▶ [TASK INSTRUCTIONS]: Rewrite the stretch from "Business: Okay. So" through "to send out." in the writer's progress update, changing "query letters" to "pitch letters".

──────── PASSAGE FOR REVIEW ────────

Business: Okay. So I'm up to 7 rejections. I realize this isn't very many, and I'll probably get a lot more before I get a, "Yes." But rejections don't feel like a step forward, and it is SO IMPORTANT for me to take a positive step forward EVERY DAY! I've sent out a bunch of query letters, and I've still got many more to send out.
State of Mind: I'm not going to lie. Doubt is starting to creep in. Not overtake. But definitely creep in. (Yes, I realize I've only gotten seven rejections. And I have to be tougher, and I am tougher. But I'm also an emo writer, so...) I'm also going through that whole crazy writer's black hole that I always go through after I finish one big writing objective and search for the next. Also, I am not a patient person. AND I need to find something productive, like a job, to fill my time now that I've officially entered this dark, quiet period called: The Waiting Game.
Financial State: I feel like it's the same. But I'm definitely counting the days now as I know my savings won't last much longer, and I need more work to fill my time. Thus, I'm searching for a job: a part-time, low stress, decent-paying job. (The whole job hunt thing makes the emo writer even crazier!)

──────── EXERCISE DATA ────────

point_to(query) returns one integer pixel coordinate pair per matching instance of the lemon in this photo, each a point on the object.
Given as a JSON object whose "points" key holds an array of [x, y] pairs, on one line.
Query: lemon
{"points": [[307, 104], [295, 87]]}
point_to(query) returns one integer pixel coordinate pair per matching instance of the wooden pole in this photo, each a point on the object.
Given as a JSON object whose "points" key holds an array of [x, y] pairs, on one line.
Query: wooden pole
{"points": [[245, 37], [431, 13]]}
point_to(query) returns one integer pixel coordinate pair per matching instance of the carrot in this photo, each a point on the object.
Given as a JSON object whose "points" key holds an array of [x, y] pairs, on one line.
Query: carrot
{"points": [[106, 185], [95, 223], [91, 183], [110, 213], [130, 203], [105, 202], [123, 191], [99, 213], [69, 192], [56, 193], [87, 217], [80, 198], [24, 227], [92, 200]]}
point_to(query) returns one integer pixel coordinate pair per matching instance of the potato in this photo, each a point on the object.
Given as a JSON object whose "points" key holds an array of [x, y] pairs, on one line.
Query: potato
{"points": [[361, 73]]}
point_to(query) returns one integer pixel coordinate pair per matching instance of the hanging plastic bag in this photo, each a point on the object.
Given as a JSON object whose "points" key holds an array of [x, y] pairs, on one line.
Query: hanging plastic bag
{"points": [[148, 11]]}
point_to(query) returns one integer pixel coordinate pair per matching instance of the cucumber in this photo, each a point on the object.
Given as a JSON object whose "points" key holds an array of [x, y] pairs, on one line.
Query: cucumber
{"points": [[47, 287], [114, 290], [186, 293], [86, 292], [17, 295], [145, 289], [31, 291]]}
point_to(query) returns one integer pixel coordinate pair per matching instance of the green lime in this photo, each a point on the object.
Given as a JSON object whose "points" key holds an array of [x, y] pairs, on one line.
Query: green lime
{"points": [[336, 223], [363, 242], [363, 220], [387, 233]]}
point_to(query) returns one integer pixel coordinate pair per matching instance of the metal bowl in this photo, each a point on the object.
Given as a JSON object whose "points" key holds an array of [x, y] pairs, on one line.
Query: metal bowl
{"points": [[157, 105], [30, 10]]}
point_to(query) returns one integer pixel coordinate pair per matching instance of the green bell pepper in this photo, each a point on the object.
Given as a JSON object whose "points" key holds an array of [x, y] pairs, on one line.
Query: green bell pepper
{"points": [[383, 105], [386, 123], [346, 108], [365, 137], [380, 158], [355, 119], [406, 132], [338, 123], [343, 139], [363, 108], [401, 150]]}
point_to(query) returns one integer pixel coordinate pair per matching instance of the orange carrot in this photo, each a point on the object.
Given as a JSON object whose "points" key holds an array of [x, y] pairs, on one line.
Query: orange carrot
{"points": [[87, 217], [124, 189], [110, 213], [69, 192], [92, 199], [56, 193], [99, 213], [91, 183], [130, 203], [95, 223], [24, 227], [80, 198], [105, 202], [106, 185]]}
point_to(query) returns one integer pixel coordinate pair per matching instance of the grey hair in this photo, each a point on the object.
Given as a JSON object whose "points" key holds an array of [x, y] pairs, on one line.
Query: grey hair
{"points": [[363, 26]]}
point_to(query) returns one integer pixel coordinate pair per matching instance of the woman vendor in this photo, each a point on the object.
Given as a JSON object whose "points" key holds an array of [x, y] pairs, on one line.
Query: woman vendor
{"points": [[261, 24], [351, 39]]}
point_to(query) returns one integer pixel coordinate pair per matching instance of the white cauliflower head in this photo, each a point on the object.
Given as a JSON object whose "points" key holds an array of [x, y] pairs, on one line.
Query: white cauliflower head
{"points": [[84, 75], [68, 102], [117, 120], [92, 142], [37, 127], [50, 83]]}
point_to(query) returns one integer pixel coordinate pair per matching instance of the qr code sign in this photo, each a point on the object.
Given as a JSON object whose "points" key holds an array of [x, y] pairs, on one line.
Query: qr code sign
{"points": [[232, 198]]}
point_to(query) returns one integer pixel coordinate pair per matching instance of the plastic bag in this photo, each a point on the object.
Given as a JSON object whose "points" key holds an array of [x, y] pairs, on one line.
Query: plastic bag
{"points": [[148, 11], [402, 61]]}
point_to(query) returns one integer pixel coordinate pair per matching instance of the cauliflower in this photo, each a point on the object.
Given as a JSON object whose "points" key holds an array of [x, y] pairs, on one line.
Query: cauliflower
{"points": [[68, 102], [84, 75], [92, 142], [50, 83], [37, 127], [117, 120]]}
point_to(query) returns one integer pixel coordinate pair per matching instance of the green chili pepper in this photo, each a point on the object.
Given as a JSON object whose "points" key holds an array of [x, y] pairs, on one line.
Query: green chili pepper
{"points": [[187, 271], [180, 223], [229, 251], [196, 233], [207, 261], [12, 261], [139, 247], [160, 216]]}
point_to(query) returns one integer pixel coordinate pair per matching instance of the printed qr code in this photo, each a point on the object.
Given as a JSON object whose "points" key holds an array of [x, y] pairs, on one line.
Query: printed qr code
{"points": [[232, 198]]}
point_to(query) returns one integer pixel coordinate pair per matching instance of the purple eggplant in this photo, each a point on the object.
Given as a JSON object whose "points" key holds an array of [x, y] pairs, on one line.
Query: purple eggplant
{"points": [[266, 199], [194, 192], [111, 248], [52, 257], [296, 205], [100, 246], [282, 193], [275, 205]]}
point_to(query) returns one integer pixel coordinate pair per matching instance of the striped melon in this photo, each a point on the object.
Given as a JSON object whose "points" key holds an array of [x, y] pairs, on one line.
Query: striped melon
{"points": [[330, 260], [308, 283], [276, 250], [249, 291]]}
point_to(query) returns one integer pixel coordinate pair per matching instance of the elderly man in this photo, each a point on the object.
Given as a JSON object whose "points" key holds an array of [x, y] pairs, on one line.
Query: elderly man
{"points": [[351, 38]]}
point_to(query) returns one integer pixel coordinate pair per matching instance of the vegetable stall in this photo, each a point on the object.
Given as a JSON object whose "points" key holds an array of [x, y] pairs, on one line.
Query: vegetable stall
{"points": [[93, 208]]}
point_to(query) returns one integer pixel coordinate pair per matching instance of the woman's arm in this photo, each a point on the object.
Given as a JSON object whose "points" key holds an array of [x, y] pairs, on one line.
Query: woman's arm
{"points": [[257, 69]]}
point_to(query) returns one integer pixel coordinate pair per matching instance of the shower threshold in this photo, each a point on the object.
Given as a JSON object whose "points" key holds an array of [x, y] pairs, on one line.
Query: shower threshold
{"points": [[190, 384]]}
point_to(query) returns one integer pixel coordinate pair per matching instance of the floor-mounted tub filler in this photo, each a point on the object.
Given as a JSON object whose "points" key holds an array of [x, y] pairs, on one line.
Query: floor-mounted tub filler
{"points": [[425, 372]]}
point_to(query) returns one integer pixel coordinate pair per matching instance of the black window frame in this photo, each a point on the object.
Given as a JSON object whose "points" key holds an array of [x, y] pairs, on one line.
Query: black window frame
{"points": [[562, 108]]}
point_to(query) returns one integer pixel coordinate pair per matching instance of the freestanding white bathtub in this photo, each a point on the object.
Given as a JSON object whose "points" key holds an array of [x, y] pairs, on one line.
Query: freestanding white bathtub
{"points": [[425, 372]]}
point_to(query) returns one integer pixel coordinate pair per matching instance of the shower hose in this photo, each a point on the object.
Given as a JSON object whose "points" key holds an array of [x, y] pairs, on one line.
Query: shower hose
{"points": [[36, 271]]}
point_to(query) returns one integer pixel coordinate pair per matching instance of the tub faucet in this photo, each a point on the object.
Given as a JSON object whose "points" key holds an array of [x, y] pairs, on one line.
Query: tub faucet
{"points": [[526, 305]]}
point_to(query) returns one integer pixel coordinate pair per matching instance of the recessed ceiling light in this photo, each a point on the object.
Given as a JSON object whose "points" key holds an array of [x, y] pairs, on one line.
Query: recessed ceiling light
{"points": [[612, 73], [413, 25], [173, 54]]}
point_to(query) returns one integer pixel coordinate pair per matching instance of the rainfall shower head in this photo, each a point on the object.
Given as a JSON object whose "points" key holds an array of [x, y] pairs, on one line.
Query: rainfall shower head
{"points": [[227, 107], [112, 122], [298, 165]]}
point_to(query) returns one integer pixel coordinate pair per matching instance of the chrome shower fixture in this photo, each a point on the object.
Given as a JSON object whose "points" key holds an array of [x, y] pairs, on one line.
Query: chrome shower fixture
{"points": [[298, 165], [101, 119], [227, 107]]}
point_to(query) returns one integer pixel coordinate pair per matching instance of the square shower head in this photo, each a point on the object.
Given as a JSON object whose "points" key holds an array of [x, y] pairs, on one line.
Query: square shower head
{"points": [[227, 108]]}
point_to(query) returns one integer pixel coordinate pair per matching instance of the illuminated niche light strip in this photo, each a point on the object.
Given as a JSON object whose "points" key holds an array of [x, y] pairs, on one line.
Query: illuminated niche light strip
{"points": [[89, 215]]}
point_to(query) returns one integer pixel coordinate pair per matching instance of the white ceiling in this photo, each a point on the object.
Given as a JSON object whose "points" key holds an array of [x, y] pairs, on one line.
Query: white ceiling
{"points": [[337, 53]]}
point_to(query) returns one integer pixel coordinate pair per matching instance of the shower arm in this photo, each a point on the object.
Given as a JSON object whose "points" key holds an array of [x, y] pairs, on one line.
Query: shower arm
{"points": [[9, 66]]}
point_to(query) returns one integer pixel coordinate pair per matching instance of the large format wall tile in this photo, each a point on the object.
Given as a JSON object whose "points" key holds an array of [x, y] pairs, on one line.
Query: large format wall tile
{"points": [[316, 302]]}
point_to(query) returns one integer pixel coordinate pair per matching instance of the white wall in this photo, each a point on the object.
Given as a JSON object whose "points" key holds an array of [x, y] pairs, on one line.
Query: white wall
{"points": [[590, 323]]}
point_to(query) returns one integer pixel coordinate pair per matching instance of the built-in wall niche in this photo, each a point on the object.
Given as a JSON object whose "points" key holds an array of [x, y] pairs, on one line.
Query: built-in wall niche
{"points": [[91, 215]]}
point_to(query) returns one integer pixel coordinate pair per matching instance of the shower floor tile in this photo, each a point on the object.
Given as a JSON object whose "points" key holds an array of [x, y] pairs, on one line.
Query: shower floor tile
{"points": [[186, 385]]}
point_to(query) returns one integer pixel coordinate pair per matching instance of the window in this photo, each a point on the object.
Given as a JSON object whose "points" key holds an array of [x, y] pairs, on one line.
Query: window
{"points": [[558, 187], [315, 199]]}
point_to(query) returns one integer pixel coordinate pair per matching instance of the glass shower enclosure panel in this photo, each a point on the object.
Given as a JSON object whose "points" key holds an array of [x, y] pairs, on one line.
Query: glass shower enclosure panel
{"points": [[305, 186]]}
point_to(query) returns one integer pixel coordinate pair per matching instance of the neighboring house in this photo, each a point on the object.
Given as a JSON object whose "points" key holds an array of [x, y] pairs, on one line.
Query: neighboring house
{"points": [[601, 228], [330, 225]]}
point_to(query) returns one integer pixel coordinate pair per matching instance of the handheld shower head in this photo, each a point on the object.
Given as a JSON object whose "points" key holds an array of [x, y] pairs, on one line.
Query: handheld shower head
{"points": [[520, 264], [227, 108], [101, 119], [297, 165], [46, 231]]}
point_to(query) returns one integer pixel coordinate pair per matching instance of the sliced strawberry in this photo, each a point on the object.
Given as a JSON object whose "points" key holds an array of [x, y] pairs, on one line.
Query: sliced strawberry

────────

▶ [FINISHED EXERCISE]:
Business: Okay. So I'm up to 7 rejections. I realize this isn't very many, and I'll probably get a lot more before I get a, "Yes." But rejections don't feel like a step forward, and it is SO IMPORTANT for me to take a positive step forward EVERY DAY! I've sent out a bunch of pitch letters, and I've still got many more to send out.